Problema proposto >> Conta quante righe dei record qui sotto contengono la parola "fence". Scrivi soltanto il numero.

Materiale di lavoro >>

┌────────

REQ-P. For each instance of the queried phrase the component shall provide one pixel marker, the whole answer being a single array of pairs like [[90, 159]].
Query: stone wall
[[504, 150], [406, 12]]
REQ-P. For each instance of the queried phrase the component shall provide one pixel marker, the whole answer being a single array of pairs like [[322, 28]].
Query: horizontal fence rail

└────────
┌────────

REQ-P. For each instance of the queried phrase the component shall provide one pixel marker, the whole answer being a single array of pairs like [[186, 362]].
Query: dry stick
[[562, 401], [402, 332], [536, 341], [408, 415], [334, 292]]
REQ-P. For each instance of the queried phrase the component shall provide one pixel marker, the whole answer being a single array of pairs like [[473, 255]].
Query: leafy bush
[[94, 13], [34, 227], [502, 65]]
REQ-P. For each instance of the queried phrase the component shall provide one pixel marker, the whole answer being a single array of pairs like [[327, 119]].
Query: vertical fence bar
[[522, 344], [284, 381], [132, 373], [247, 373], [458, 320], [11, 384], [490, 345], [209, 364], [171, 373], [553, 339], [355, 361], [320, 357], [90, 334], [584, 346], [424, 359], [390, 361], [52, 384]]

└────────

Soluzione esercizio >> 2